What needs to be done |
Extend the court opinion below in United States v. Moore, concerning copyright infringement of sound recordings, by writing the passage that follows its final sentence.

Excerpted passage |
U.S. v. Moore, s. 78-2461

Decision Date21 September 1979
Docket NumberNos. 78-2461,78-3020,s. 78-2461
Citation604 F.2d 1228
Parties, 1978-81 Copr.L.Dec. 25,104 UNITED STATES of America, Plaintiff-Appellee, v. Arthur Blake MOORE, doing business as Sound Distributors, Inc., Charles Frederic Moss and Gary Fields, Defendants-Appellants.
CourtU.S. Court of Appeals — Ninth Circuit

Richard A. Carlson, David Teske, Portland, Or., for defendants-appellants.

Jack C. Wong, Asst. U. S. Atty., Portland, Or., for plaintiff-appellee.

Appeal from the United States District Court for the District of Oregon.

Before WRIGHT and TANG, Circuit Judges, and PALMIERI *, District Judge.

TANG, Circuit Judge:

These are consolidated appeals in which the defendants Arthur Moore, Charles Moss, and Gary Fields challenge their convictions for copyright infringement of sound recordings. Their primary contentions are that the evidence was insufficient to sustain their convictions and that the district court erroneously failed to apply the "first sale doctrine." We affirm the convictions.

The defendants were each charged in a ten-count information with copyright infringement of sound recordings, in violation of former 17 U.S.C. § 1(f) and 104(b). 1 The evidence at the defendant's jury trial showed that the defendants purchased large spools of eight-track recording tape, known as "pancakes," in response to the advertisement of other distributors in Billboard Magazine. Each pancake contained a series of pre-recorded song sequences; approximately twenty albums were recorded on each tape. Attached to the pancakes were labels that stated that the albums on the pancakes were "sound-alikes", i. e., recreations or imitations of the original as recorded by various well-known artists. The defendants would rewind and splice the pancakes into approximately twenty eight-track cartridges, and then wrap each cartridge in cellophane. They attached a label indicating that it was a recreation on each cartridge. Moss distributed the packaged tapes to retailers. Nine government witnesses testified that they had a long business relationship with Moss and had purchased tapes from him on numerous occasions. The jury found Moss and Moore guilty on all counts and Fields on the tenth count only.

I First Sale Doctrine

The defendants first contend the trial court erred in not granting their motion for acquittal because the Government failed to prove the absence of a "first sale". They also argue that the district court erred in failing to instruct the jury on the "first sale doctrine."

The first sale doctrine provides that where a copyright owner parts with title to a particular copy of his copyrighted work, he divests himself of his exclusive right to vend that particular copy. United States v. Wise,550 F.2d 1180, 1187 (9th Cir.), Cert. denied 434 U.S. 929, 98 S.Ct. 416, 54 L.Ed.2d 290 (1977). See former 17 U.S.C. § 27. 2 Although the owner's other copyright rights remain intact (e. g., publishing or copying), the copyright owner has no right under the copyright statute to restrict subsequent sales or transfers of that copy. Id. See United States v. Drebin,557 F.2d 1316 (9th Cir. 1977), Cert. denied 436 U.S. 904, 98 S.Ct. 2232, 56 L.Ed.2d 401 (1978).

Record excerpts |
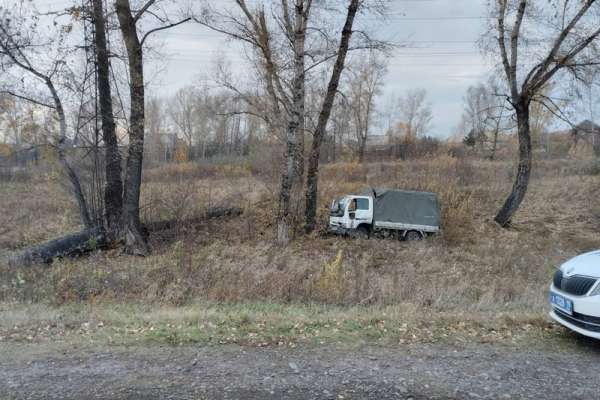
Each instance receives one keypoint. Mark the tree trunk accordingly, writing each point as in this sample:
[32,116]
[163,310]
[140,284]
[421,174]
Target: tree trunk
[62,158]
[293,166]
[113,191]
[68,246]
[362,145]
[135,243]
[512,203]
[312,178]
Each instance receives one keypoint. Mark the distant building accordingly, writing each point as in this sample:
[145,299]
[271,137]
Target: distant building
[589,132]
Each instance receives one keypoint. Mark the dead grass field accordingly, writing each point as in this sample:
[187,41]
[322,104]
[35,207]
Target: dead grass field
[473,269]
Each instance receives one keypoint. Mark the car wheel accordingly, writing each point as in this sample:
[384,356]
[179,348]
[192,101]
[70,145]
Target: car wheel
[413,235]
[361,233]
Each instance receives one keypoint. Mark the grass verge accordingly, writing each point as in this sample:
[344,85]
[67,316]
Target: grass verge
[268,324]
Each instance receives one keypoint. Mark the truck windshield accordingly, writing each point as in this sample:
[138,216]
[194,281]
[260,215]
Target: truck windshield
[338,206]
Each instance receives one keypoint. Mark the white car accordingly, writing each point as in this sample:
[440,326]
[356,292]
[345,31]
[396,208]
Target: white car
[575,294]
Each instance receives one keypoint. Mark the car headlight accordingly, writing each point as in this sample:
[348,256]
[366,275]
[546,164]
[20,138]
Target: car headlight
[596,291]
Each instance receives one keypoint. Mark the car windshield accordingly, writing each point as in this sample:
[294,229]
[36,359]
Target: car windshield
[338,206]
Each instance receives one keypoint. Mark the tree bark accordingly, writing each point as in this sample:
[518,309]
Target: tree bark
[113,191]
[62,158]
[312,178]
[293,166]
[519,189]
[68,246]
[135,242]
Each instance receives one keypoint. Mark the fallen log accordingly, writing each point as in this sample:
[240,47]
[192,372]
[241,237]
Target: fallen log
[67,246]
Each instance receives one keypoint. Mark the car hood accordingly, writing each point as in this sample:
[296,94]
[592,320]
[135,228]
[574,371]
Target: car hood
[587,264]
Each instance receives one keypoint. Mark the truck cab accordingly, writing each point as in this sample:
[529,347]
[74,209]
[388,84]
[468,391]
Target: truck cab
[351,213]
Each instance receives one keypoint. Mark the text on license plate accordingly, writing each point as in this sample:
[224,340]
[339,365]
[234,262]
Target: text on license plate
[561,303]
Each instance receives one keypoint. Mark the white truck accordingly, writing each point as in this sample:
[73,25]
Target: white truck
[403,214]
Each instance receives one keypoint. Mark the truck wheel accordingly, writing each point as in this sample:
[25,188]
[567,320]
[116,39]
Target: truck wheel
[361,233]
[412,235]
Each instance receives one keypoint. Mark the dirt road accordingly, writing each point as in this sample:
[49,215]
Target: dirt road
[227,372]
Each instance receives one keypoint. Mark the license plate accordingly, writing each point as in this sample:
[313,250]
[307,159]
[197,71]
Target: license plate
[562,303]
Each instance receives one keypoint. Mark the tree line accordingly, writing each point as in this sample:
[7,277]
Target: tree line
[302,54]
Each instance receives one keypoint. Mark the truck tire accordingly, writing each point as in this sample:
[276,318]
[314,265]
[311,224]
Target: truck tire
[361,233]
[413,235]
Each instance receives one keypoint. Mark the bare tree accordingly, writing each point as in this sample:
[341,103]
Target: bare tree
[365,81]
[129,19]
[17,44]
[571,28]
[415,113]
[113,198]
[182,111]
[312,178]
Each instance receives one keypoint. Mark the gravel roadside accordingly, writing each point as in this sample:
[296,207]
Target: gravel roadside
[232,372]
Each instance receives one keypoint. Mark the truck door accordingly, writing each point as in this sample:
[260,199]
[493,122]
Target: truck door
[360,212]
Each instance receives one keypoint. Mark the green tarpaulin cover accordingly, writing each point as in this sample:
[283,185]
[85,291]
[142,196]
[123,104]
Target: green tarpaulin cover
[405,207]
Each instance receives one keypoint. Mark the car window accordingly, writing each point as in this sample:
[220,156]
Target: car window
[362,204]
[352,206]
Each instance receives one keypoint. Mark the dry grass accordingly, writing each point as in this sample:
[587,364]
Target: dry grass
[472,267]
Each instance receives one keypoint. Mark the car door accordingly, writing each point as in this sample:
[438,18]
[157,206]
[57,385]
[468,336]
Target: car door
[362,213]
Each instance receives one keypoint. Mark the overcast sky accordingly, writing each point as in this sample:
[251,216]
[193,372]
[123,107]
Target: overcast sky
[442,55]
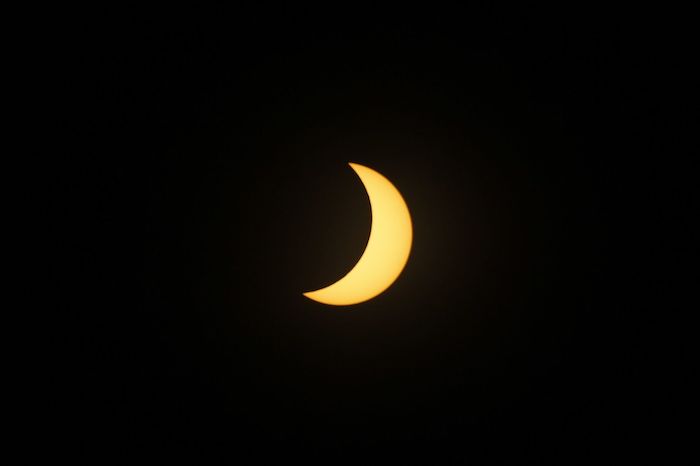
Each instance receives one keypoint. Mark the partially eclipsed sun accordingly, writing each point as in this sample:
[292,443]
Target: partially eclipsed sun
[387,249]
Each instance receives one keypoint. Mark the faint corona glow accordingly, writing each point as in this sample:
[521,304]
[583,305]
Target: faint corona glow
[387,249]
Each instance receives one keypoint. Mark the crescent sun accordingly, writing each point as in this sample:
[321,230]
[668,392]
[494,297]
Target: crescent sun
[387,249]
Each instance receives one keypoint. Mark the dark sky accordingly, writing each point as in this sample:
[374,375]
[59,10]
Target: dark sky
[213,171]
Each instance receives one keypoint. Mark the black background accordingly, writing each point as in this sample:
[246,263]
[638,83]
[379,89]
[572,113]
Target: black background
[211,167]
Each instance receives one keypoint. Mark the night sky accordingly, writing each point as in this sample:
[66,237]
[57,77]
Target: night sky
[214,189]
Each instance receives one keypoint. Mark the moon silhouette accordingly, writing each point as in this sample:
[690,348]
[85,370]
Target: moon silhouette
[387,249]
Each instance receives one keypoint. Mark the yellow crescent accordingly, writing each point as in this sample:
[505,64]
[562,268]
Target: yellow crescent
[387,249]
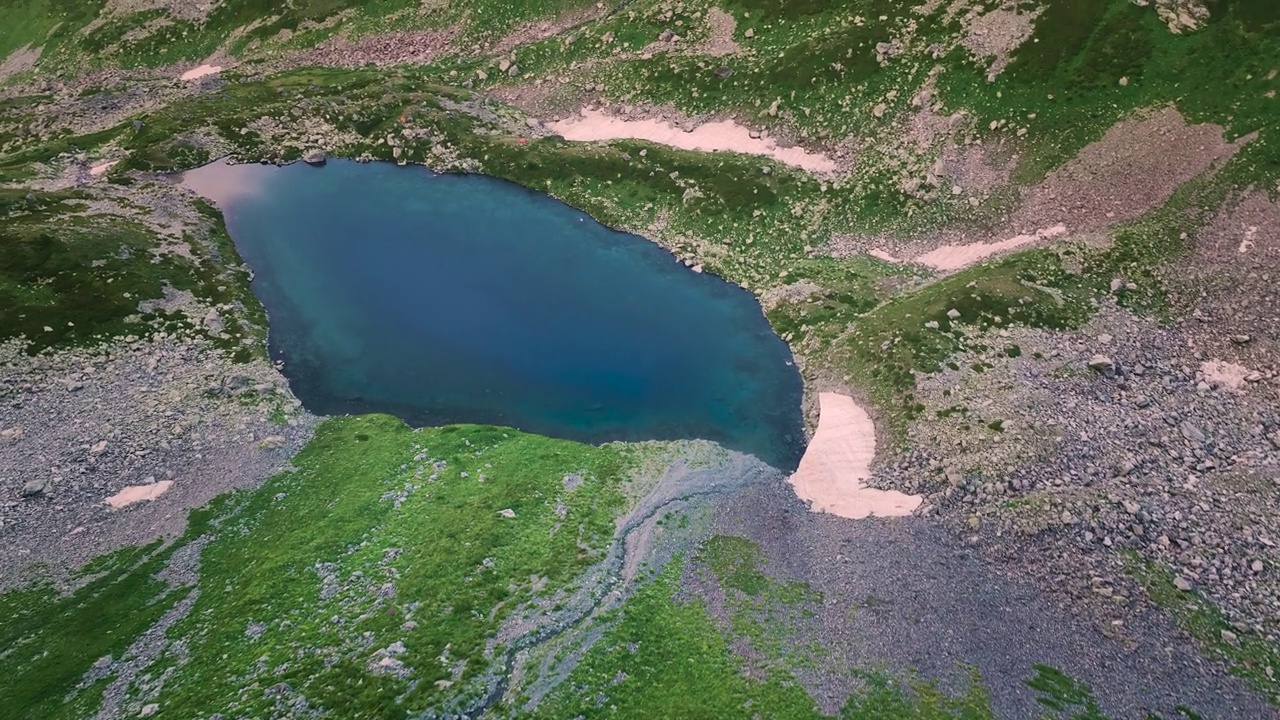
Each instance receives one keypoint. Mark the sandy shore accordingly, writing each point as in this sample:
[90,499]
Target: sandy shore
[592,126]
[201,71]
[839,460]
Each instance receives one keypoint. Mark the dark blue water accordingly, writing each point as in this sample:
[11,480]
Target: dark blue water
[446,299]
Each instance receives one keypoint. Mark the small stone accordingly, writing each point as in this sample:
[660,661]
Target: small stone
[1102,364]
[272,442]
[1191,432]
[35,488]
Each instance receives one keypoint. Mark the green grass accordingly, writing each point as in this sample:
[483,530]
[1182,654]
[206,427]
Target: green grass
[72,278]
[406,527]
[666,659]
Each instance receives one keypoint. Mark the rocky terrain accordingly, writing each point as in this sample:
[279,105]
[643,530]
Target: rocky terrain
[1041,249]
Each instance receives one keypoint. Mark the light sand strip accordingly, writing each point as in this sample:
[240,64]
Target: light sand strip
[201,71]
[837,463]
[955,256]
[137,493]
[593,126]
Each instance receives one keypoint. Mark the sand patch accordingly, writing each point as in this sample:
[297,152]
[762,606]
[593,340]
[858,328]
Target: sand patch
[201,71]
[223,182]
[955,256]
[1225,374]
[885,255]
[137,493]
[837,463]
[99,169]
[595,126]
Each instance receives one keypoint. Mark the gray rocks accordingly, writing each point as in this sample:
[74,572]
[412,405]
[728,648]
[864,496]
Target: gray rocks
[35,488]
[1192,433]
[1102,364]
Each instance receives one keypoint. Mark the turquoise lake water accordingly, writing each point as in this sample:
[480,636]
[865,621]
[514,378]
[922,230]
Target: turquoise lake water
[465,299]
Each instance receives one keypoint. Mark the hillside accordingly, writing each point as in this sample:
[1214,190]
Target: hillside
[1038,241]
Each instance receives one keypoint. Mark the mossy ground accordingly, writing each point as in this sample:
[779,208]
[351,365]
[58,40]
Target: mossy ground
[383,534]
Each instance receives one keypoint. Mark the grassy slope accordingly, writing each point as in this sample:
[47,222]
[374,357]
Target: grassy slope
[668,659]
[379,525]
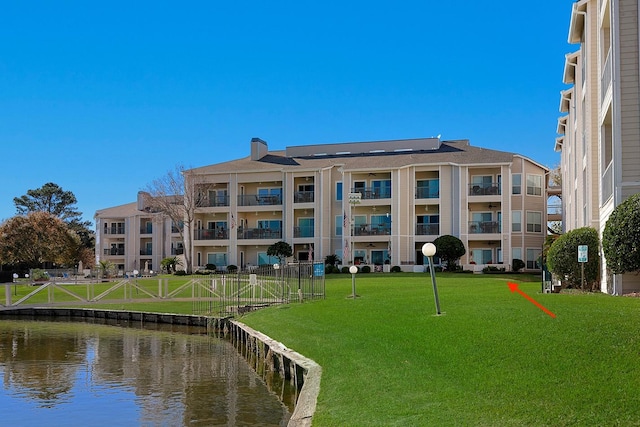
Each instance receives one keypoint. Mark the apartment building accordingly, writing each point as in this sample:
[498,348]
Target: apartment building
[133,238]
[600,129]
[373,203]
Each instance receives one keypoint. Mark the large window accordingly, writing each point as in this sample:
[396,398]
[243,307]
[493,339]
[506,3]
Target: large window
[516,221]
[516,185]
[534,185]
[534,222]
[532,258]
[217,259]
[428,189]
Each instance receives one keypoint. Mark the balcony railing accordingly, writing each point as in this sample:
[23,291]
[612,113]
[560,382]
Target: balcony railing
[259,233]
[259,200]
[484,227]
[112,251]
[306,231]
[428,191]
[427,229]
[485,189]
[303,197]
[211,234]
[218,201]
[114,230]
[371,229]
[371,193]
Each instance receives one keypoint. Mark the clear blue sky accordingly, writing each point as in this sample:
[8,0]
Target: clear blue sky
[102,98]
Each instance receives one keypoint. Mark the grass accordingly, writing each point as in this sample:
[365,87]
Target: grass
[493,358]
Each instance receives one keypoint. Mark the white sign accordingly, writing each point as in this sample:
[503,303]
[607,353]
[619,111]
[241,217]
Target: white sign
[582,253]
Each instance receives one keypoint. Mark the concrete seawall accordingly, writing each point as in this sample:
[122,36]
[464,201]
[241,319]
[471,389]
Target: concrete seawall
[260,351]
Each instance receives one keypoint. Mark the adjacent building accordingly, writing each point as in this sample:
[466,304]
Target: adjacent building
[600,129]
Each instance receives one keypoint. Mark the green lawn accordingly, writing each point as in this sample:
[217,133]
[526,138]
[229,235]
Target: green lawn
[493,358]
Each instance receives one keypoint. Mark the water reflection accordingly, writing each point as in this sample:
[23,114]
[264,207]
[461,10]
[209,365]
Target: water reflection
[54,372]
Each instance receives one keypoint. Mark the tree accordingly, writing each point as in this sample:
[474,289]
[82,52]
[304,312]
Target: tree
[37,238]
[450,249]
[52,199]
[562,257]
[171,264]
[177,197]
[621,237]
[280,250]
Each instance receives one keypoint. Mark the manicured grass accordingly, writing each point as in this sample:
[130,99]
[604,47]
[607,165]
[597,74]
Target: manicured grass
[493,358]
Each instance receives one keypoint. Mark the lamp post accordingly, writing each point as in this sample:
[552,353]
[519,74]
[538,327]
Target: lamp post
[353,270]
[276,267]
[429,250]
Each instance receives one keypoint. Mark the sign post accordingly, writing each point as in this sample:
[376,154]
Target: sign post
[583,251]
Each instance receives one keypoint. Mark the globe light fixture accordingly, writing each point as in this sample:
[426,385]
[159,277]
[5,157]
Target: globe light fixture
[429,250]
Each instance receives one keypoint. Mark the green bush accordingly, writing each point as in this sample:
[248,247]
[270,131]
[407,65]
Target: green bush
[518,264]
[621,237]
[562,258]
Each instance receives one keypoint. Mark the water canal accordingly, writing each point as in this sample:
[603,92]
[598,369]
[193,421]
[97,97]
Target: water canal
[59,373]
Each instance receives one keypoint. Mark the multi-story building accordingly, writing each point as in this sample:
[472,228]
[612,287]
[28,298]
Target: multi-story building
[600,130]
[132,237]
[410,192]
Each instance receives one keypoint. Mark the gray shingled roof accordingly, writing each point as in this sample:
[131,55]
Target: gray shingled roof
[456,152]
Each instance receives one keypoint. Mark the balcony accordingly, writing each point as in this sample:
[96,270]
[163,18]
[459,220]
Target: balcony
[372,230]
[114,230]
[427,229]
[428,191]
[304,231]
[259,200]
[218,201]
[259,233]
[211,234]
[491,189]
[113,251]
[303,197]
[371,193]
[484,227]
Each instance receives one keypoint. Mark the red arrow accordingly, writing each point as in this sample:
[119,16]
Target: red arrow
[514,288]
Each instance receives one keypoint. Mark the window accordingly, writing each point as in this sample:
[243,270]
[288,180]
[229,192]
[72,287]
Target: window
[534,185]
[516,253]
[217,259]
[532,258]
[534,222]
[481,256]
[428,189]
[516,185]
[516,221]
[382,188]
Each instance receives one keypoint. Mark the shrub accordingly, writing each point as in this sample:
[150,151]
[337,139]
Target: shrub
[449,249]
[518,265]
[621,237]
[562,257]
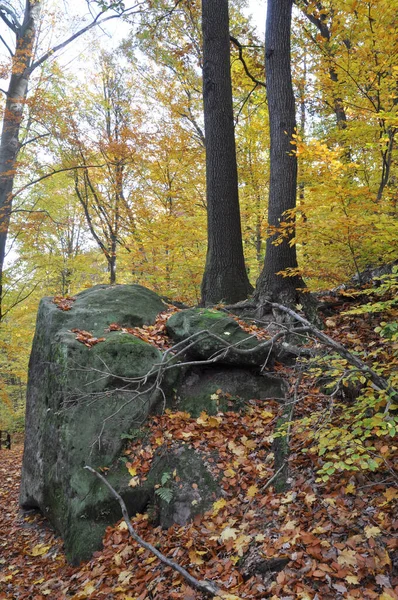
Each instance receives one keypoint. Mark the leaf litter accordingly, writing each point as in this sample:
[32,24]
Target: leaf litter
[317,541]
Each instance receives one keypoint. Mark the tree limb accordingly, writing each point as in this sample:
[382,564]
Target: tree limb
[379,382]
[96,22]
[14,24]
[203,586]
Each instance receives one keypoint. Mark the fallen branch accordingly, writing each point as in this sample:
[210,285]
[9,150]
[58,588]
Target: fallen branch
[379,382]
[203,586]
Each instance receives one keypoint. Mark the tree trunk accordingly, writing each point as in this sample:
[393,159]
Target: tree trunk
[225,278]
[283,161]
[12,118]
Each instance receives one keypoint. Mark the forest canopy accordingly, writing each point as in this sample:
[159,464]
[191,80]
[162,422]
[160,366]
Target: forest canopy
[108,175]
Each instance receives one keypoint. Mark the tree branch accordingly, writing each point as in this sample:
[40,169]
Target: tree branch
[379,382]
[55,172]
[206,587]
[97,22]
[14,25]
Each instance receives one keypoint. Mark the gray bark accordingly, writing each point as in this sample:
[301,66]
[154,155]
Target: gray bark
[12,119]
[225,278]
[283,160]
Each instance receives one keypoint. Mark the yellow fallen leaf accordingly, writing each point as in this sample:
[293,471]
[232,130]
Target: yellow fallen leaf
[241,543]
[124,577]
[217,506]
[309,499]
[88,589]
[195,558]
[372,531]
[352,579]
[288,498]
[202,419]
[347,557]
[387,596]
[252,491]
[391,494]
[266,414]
[229,473]
[215,421]
[229,533]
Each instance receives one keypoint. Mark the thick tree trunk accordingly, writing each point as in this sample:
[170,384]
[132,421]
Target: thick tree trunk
[12,118]
[225,277]
[283,160]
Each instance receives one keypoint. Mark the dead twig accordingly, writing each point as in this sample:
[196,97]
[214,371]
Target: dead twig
[203,586]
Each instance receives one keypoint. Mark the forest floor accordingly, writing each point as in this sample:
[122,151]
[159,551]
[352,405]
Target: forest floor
[330,539]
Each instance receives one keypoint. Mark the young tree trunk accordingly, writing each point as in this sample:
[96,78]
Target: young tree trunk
[283,160]
[23,64]
[12,118]
[225,278]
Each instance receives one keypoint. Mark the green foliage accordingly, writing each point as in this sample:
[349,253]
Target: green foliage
[165,493]
[387,290]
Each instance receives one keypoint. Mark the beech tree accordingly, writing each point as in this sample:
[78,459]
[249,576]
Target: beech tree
[23,26]
[280,247]
[225,277]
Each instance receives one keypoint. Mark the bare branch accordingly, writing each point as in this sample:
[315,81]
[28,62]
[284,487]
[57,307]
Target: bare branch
[379,382]
[204,586]
[96,22]
[55,172]
[7,46]
[13,24]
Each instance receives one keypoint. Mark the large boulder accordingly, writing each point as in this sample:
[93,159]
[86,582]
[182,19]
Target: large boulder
[184,485]
[210,332]
[218,388]
[80,401]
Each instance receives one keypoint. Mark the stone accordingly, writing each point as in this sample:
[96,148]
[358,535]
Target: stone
[193,493]
[200,386]
[80,401]
[187,323]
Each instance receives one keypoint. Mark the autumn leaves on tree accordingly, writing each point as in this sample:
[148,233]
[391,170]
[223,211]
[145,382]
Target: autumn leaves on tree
[128,188]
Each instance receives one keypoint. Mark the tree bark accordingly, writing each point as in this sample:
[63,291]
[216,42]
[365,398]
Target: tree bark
[22,67]
[283,161]
[225,277]
[13,114]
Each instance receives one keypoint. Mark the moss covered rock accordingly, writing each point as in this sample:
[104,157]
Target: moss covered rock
[184,485]
[80,401]
[225,389]
[211,332]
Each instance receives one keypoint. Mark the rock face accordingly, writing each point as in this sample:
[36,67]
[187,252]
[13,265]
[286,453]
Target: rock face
[215,389]
[193,494]
[210,332]
[78,406]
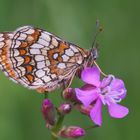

Final result |
In several recent cases, this court has considered the application of the first sale doctrine in the context of prosecutions for criminal infringement. See United States v. Atherton, 561 F.2d 747 (9th Cir. 1977); United States v. Drebin, 557 F.2d 1316 (9th Cir. 1977); Wise, supra. In each case, all involving the sale of copyrighted motion pictures, the court held that one of the elements that the Government must prove in a criminal prosecution under § 104 is the absence of a first sale as to those copyrighted articles that the defendant is charged with infringing. 3 Atherton, 561 F.2d at 749; Wise, 550 F.2d at 1190.

In arguing that the Government failed to prove the absence of a first sale, the defendants contend that the Government must completely account for the distribution of the sound recordings to meet its burden. Presumably, the defendants would have the Government trace the distribution of each recording to its original source to ascertain whether it was the subject of a legitimate first sale. We think that the defendants misconceive the nature of the proof necessary to prove the absence of a first sale.

Sound recordings are not readily traced because of their wide distribution and the ease with which they can be reproduced. This difficulty should not be fatal to the Government's burden of proving the absence of a first sale. A pirated tape that is reproduced from the original recording without authorization is plainly not the subject of a first sale. Therefore, the Government can prove the absence of a first sale by showing that the tape in question was unauthorized, and it can establish this proof not only by evidence tracing the distribution of that tape but also by circumstantial evidence from which a jury could conclude beyond a reasonable doubt that the recording was never authorized and therefore never the subject of a first sale. See United States v. Whetzel, 191 U.S.App.D.C. 184, 188-189, 589 F.2d 707, 711-12 (D.C.Cir. 1978). In other words, evidence suggesting that the tapes had an illegitimate origin negates the possibility of a valid first sale as much as proof from tracing the distribution of the tape to its original source. See id.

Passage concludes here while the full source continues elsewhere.